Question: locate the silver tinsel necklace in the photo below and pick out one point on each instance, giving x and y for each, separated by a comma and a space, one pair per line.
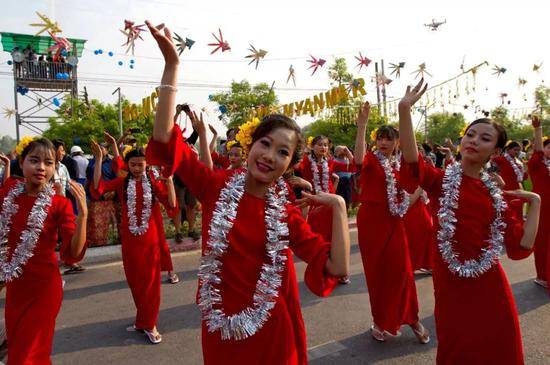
35, 223
517, 166
251, 319
396, 209
315, 171
131, 200
447, 225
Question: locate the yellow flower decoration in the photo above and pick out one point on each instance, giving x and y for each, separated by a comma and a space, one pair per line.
23, 144
373, 134
244, 136
309, 141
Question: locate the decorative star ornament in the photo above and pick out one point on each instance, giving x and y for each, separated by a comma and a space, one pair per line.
256, 55
48, 25
315, 63
220, 43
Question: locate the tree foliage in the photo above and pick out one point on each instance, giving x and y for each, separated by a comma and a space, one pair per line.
88, 122
242, 98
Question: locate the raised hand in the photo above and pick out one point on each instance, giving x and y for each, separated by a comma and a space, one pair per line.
413, 95
165, 42
363, 117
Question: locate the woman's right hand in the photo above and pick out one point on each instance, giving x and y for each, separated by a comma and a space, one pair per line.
165, 43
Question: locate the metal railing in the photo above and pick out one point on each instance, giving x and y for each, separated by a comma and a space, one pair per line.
43, 71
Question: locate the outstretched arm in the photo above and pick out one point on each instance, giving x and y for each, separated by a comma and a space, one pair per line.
164, 122
407, 140
362, 121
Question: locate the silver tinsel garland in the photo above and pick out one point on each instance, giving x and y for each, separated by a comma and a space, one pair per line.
447, 225
517, 166
396, 209
315, 171
35, 222
131, 200
251, 319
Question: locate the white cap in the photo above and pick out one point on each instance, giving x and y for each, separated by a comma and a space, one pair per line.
76, 149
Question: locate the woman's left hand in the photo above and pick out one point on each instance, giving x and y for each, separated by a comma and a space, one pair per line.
331, 200
79, 195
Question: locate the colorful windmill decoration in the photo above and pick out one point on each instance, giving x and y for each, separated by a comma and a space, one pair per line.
61, 45
182, 44
396, 69
47, 26
421, 71
291, 75
315, 63
256, 55
362, 61
220, 43
132, 33
499, 70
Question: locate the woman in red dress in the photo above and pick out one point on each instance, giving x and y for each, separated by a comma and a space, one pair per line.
248, 293
382, 237
318, 169
141, 233
31, 220
539, 170
419, 225
475, 314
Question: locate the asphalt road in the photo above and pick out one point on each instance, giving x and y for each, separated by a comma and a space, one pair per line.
97, 309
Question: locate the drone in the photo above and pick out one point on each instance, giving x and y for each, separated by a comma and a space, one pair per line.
435, 25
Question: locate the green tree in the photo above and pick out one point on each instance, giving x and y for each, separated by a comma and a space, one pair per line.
89, 122
242, 98
443, 125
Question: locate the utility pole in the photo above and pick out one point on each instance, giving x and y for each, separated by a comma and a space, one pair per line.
119, 110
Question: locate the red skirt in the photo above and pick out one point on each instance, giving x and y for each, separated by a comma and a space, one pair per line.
387, 265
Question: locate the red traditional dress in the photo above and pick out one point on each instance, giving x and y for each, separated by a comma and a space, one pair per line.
282, 339
539, 170
320, 217
34, 298
385, 252
419, 227
513, 175
142, 254
476, 318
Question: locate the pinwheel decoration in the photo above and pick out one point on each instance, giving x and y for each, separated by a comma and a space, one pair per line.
421, 71
315, 63
396, 68
220, 43
182, 44
47, 26
291, 75
256, 55
362, 61
61, 44
498, 70
132, 33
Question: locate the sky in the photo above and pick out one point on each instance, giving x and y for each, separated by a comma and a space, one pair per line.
509, 34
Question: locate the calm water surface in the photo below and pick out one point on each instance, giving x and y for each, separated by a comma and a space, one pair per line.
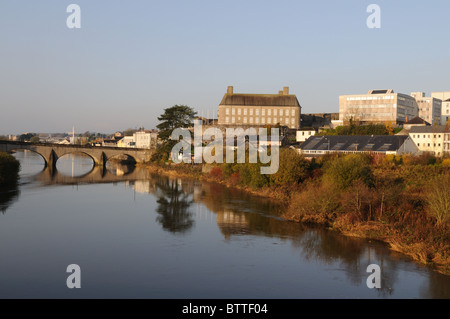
141, 236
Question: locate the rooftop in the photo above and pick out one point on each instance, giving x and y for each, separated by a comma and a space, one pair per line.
417, 120
368, 143
283, 98
430, 129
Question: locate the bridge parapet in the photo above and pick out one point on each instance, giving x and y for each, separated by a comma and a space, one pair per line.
100, 155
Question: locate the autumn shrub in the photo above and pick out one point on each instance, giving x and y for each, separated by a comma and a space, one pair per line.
293, 168
342, 172
437, 199
216, 173
316, 202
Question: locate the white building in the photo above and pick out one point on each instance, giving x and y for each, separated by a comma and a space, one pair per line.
431, 139
303, 135
445, 109
429, 107
127, 141
377, 107
145, 139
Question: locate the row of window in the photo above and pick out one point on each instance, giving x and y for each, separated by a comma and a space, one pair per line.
244, 111
428, 144
368, 98
371, 106
252, 120
429, 135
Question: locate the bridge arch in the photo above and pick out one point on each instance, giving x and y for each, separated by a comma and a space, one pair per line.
16, 149
60, 154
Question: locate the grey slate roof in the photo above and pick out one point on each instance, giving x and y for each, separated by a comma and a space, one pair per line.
260, 100
429, 129
368, 143
417, 120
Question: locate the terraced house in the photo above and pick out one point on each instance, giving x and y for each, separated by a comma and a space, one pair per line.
260, 109
431, 139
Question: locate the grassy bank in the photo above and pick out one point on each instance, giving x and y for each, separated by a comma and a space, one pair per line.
9, 169
400, 200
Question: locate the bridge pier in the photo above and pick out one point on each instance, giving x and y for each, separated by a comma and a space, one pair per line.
51, 162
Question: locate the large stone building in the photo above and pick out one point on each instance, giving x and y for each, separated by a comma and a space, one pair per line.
260, 109
371, 144
377, 107
445, 109
431, 139
429, 107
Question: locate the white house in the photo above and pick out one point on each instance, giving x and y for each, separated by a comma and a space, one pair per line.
303, 135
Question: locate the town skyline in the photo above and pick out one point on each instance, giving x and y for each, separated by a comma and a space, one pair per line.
129, 62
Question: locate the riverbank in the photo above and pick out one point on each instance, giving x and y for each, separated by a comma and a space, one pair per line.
9, 169
391, 200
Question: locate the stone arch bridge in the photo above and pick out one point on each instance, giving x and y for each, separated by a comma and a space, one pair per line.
100, 155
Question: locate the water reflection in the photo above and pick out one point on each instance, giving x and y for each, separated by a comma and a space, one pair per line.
8, 195
75, 164
242, 217
174, 202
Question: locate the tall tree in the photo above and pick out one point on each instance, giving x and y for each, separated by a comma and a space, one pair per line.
177, 116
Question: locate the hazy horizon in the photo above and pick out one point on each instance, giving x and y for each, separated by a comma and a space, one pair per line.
129, 61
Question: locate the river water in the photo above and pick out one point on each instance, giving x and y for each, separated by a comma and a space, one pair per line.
136, 235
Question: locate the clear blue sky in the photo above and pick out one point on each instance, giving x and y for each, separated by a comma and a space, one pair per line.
132, 59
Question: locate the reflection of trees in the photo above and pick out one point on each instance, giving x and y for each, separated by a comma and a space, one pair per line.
173, 206
240, 214
438, 287
352, 254
8, 195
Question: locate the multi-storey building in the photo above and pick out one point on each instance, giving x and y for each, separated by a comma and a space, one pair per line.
445, 109
260, 109
429, 107
145, 139
377, 107
431, 139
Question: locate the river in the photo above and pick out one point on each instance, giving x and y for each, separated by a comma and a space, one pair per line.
137, 235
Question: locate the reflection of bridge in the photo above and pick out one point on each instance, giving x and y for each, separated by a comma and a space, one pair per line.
97, 175
100, 155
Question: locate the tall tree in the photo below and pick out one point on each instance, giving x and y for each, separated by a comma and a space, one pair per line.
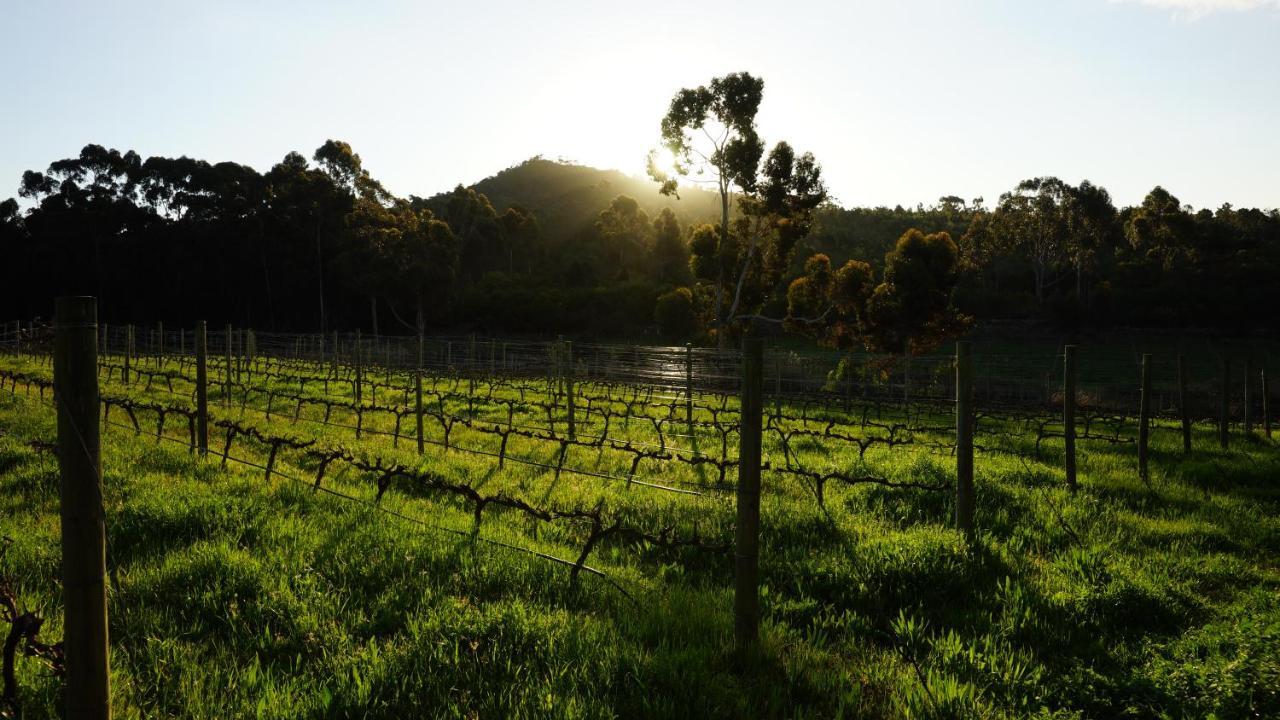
709, 133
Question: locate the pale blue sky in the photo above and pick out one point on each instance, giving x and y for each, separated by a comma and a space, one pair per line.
901, 101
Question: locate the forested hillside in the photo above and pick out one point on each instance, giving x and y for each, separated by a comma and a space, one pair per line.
548, 246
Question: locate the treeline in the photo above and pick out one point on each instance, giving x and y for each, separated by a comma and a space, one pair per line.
1066, 255
318, 242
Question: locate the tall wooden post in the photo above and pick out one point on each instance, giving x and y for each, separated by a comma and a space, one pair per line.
1224, 414
360, 370
1182, 404
83, 528
417, 409
964, 440
1144, 418
746, 598
689, 387
1069, 414
568, 387
128, 354
1266, 417
334, 355
202, 387
777, 387
227, 386
1248, 399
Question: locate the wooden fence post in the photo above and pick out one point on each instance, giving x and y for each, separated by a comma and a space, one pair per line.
1266, 418
746, 598
334, 356
1144, 418
1069, 414
128, 352
964, 440
83, 528
568, 387
689, 387
360, 372
227, 386
417, 410
1225, 406
1182, 404
777, 387
1248, 399
202, 387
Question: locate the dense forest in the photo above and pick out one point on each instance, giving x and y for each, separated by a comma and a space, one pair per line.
549, 246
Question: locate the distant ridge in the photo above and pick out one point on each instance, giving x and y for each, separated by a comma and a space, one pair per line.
567, 197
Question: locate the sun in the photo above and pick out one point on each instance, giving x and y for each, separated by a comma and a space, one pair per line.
662, 164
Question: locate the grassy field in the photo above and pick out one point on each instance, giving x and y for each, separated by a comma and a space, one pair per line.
238, 596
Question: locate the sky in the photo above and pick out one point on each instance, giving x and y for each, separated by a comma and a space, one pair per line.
903, 101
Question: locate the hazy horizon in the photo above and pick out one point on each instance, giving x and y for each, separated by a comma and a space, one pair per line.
900, 103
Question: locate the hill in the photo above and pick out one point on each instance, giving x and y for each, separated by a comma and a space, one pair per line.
567, 197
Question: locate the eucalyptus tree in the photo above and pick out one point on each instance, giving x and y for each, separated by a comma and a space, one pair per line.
711, 140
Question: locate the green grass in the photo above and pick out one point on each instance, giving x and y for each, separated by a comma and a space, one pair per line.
238, 597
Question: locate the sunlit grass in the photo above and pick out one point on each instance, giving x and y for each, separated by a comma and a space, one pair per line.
234, 596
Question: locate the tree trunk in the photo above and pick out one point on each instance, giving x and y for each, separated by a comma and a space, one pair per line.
721, 336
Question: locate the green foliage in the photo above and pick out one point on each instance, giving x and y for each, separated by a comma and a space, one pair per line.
234, 596
675, 314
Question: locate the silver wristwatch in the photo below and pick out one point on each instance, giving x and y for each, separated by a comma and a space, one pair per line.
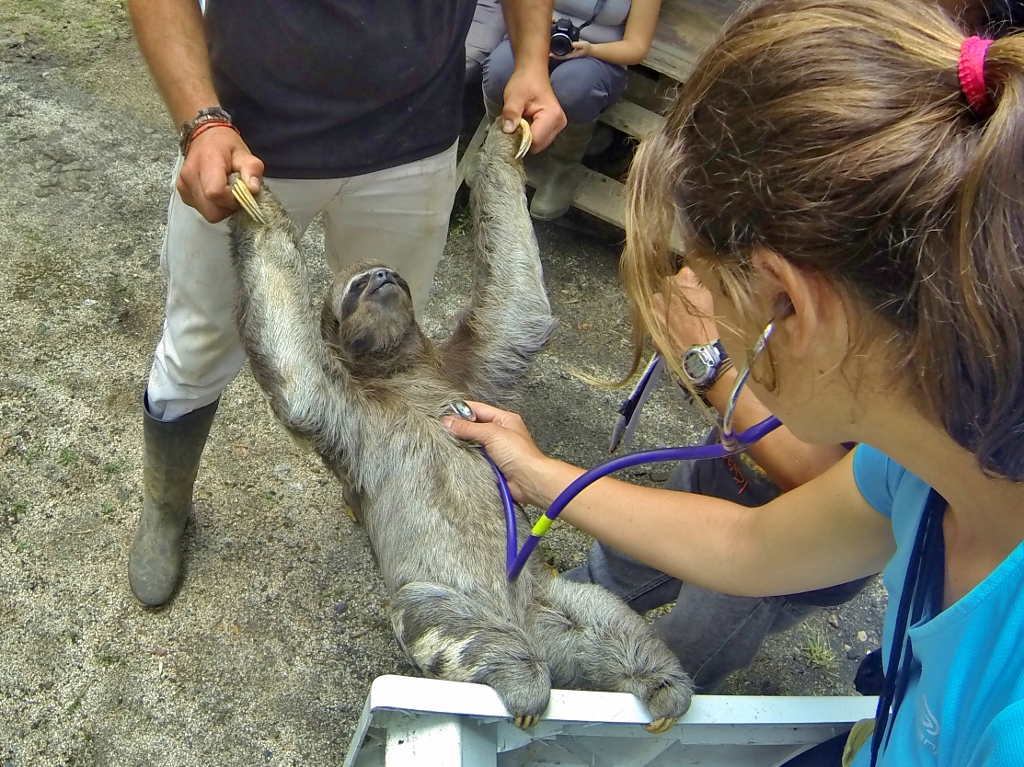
702, 364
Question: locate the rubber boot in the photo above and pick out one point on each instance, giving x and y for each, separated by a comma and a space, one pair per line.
170, 463
557, 186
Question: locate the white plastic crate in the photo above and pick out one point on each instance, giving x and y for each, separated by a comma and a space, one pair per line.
411, 722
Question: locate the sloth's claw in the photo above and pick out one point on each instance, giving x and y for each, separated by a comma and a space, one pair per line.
526, 721
241, 193
660, 725
525, 141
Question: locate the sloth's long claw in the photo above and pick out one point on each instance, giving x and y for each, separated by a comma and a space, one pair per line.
241, 193
525, 141
526, 721
660, 725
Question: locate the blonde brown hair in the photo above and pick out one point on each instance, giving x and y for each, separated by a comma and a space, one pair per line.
835, 133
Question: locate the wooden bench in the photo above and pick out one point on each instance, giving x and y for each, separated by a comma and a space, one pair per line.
685, 28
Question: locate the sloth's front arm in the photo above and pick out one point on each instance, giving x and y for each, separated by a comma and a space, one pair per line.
509, 318
308, 391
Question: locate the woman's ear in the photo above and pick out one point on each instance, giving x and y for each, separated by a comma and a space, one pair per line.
804, 303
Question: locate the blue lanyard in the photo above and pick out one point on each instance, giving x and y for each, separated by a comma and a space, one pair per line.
923, 589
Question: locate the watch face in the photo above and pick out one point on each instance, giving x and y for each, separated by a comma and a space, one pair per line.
695, 366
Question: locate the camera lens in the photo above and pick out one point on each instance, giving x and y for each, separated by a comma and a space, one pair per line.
561, 44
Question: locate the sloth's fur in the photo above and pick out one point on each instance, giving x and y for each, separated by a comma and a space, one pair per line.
364, 386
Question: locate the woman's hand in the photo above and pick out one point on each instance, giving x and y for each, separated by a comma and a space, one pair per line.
581, 48
508, 442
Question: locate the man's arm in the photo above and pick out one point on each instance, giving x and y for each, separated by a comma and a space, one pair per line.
528, 91
171, 37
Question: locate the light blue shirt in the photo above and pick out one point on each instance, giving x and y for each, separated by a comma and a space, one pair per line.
965, 704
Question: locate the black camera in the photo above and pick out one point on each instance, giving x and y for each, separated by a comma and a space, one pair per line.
563, 34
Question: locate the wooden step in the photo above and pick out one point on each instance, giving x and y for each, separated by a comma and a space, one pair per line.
631, 119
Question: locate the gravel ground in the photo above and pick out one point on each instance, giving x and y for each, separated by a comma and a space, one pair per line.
266, 654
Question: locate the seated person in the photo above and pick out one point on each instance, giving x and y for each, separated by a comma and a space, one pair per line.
715, 634
486, 31
587, 80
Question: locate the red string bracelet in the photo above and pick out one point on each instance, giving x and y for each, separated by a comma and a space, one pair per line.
205, 126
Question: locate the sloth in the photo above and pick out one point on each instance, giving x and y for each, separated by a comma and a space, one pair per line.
365, 387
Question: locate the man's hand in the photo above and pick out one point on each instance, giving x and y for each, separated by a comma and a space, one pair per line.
528, 95
212, 157
581, 48
689, 313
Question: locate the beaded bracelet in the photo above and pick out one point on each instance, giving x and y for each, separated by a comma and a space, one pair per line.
210, 114
203, 127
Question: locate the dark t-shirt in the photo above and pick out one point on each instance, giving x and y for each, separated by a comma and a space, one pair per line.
331, 88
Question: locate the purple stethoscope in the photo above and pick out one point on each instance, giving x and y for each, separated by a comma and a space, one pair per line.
731, 442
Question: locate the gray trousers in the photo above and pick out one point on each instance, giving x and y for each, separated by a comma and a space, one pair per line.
712, 634
585, 87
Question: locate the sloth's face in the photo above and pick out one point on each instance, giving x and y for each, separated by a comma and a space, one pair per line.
369, 311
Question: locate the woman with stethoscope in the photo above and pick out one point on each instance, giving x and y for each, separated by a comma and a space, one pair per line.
850, 173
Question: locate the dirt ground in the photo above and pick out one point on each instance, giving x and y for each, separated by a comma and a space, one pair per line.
266, 654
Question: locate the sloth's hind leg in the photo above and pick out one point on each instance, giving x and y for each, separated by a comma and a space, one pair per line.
450, 635
593, 639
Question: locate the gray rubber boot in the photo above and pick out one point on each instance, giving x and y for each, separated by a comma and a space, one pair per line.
170, 463
557, 186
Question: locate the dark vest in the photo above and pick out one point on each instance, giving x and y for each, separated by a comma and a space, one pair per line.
330, 88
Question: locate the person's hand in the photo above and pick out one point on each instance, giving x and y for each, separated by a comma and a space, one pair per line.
507, 440
213, 156
528, 95
581, 48
684, 327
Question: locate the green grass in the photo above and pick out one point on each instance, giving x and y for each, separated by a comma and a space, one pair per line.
818, 653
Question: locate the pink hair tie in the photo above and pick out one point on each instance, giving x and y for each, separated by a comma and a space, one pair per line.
972, 74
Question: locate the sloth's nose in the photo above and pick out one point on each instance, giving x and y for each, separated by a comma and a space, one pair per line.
379, 278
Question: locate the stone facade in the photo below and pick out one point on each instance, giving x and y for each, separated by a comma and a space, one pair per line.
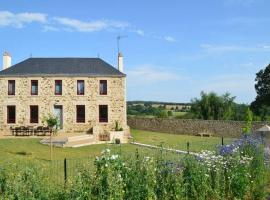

Task to complete: Extract, exactly as written, the span of lines from the one holding "Question: locate the sloth's hind" through the last line, inclusive. Skip any picture.

The answer:
Question: locate the sloth's hind leg in the photo above and pick out one point on each instance, giving x and y for each, separated by a comma and a space, one pair per line.
450, 635
593, 639
Question: locate the gray rubber boot in the photo above and pick out one point on each instance, giving x and y for each, separated by a comma and a space, one pair per line.
170, 463
557, 186
Question: locate the dark vest in the photo above and pick out one point on each instance, giving x and y for each, separated by a comma and a space, one pair per line.
330, 88
Question: locate the person's hand in the photo above and pick out one point on each instance, giving x and y for each, separated by a comma and a space, one pair per line.
507, 440
213, 156
528, 95
581, 48
684, 327
Question: locate the green grass in the photo above and pick out one point on each instance, giving x and y for each, separated by a comma and a space, one pair per line.
818, 653
Question: locate the pink hair tie in the photo above and pick out one point on each instance, giving x and y for each, separated by a comma and a space, one pair per line.
972, 74
Question: locate the sloth's nose in the photo above and pick out one point on each instance, giving x and y for each, separated by a comma and a space, one pair per line.
379, 278
Question: locate the stone facade in the photo below and pick out one point on each instance, giving x and y for each, separated by a comma and a space, one pair per line.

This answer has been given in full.